- GIVEN DATA -
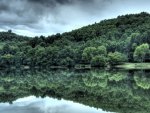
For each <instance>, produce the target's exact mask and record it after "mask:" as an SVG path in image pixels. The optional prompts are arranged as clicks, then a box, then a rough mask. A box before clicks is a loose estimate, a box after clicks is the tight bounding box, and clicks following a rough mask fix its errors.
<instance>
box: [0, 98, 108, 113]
mask: <svg viewBox="0 0 150 113" xmlns="http://www.w3.org/2000/svg"><path fill="white" fill-rule="evenodd" d="M0 113H109V112H105V111H103V110H101V109H96V108H93V107H89V106H85V105H82V104H78V103H74V102H72V101H66V100H63V99H62V100H58V99H53V98H49V97H45V98H43V99H42V98H36V97H34V96H30V97H26V98H22V99H18V100H16V101H14V102H13V104H12V105H10V104H8V103H5V104H4V103H3V104H0Z"/></svg>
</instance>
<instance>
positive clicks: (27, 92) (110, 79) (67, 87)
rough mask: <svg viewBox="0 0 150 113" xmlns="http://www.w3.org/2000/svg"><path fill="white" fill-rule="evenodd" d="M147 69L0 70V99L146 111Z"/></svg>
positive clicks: (119, 110)
mask: <svg viewBox="0 0 150 113" xmlns="http://www.w3.org/2000/svg"><path fill="white" fill-rule="evenodd" d="M149 74H150V72H148V71H130V72H128V71H119V70H113V71H105V70H91V71H84V72H81V71H80V72H77V71H73V70H57V71H48V70H44V69H42V71H38V70H34V71H31V70H28V71H20V70H17V71H1V72H0V83H1V86H0V102H10V103H12V102H13V101H15V100H16V99H18V98H23V97H27V96H30V95H35V96H37V97H39V96H41V97H47V96H50V97H54V98H58V99H60V98H63V99H67V100H71V101H75V102H79V103H82V104H85V105H88V106H92V107H96V108H102V109H103V110H106V111H111V112H115V113H149V111H150V95H149V94H150V77H149Z"/></svg>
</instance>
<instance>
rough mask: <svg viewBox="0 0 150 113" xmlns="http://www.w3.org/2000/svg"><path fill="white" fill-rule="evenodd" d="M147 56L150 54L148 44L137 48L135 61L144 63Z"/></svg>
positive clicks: (135, 56) (135, 55)
mask: <svg viewBox="0 0 150 113" xmlns="http://www.w3.org/2000/svg"><path fill="white" fill-rule="evenodd" d="M147 54H149V45H148V44H147V43H145V44H142V45H140V46H137V47H136V49H135V51H134V60H135V61H138V62H143V61H144V60H145V57H146V55H147Z"/></svg>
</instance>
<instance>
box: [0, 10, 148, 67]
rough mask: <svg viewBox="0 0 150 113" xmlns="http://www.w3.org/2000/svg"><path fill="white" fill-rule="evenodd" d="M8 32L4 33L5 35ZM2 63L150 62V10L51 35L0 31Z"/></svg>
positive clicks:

- PROMPT -
Reproduce the material, swapping every "rough mask" for "coarse mask" and changing nothing else. Leave out the pictures.

- TASK RESPONSE -
For each <instance>, produce the target's exact mask and record it after "mask:" as an SVG path in image pixels. The optional prompts are arranged as clicks, then a box, then a coarse mask. A box before clicks is a loose estimate, a box after clicks is the tight bounding box, and clicks following a coarse mask fix its errors.
<instance>
box: [0, 98, 108, 113]
mask: <svg viewBox="0 0 150 113" xmlns="http://www.w3.org/2000/svg"><path fill="white" fill-rule="evenodd" d="M0 113H109V112H105V111H103V110H101V109H96V108H93V107H89V106H85V105H82V104H78V103H74V102H72V101H66V100H63V99H62V100H58V99H53V98H49V97H45V98H43V99H42V98H36V97H34V96H30V97H26V98H22V99H18V100H16V101H14V102H13V104H12V105H10V104H8V103H5V104H4V103H3V104H0Z"/></svg>
</instance>
<instance>
positive clicks: (27, 92) (110, 79) (67, 87)
coarse mask: <svg viewBox="0 0 150 113" xmlns="http://www.w3.org/2000/svg"><path fill="white" fill-rule="evenodd" d="M147 69L0 70V99L146 111Z"/></svg>
positive clicks: (119, 110)
mask: <svg viewBox="0 0 150 113" xmlns="http://www.w3.org/2000/svg"><path fill="white" fill-rule="evenodd" d="M149 74H150V72H148V71H130V72H128V71H119V70H113V71H105V70H91V71H84V72H81V71H80V72H77V71H73V70H57V71H48V70H44V69H42V71H38V70H34V71H31V70H28V71H20V70H17V71H1V72H0V83H1V86H0V102H10V103H12V102H13V101H15V100H16V99H18V98H23V97H27V96H30V95H35V96H37V97H39V96H41V97H47V96H50V97H54V98H58V99H60V98H63V99H67V100H71V101H75V102H79V103H82V104H85V105H88V106H92V107H96V108H102V109H103V110H106V111H111V112H115V113H149V111H150V95H149V94H150V77H149Z"/></svg>
</instance>
<instance>
coarse mask: <svg viewBox="0 0 150 113" xmlns="http://www.w3.org/2000/svg"><path fill="white" fill-rule="evenodd" d="M147 56L150 54L148 44L137 48L135 61L144 63Z"/></svg>
positive clicks: (135, 56) (135, 55)
mask: <svg viewBox="0 0 150 113" xmlns="http://www.w3.org/2000/svg"><path fill="white" fill-rule="evenodd" d="M147 54H149V45H148V44H147V43H145V44H142V45H140V46H137V47H136V49H135V51H134V60H135V61H138V62H143V61H144V60H145V57H146V55H147Z"/></svg>
</instance>
<instance>
box: [0, 10, 148, 67]
coarse mask: <svg viewBox="0 0 150 113" xmlns="http://www.w3.org/2000/svg"><path fill="white" fill-rule="evenodd" d="M8 32L4 33L5 35ZM2 63L150 62V10L51 35L0 31Z"/></svg>
positive clicks:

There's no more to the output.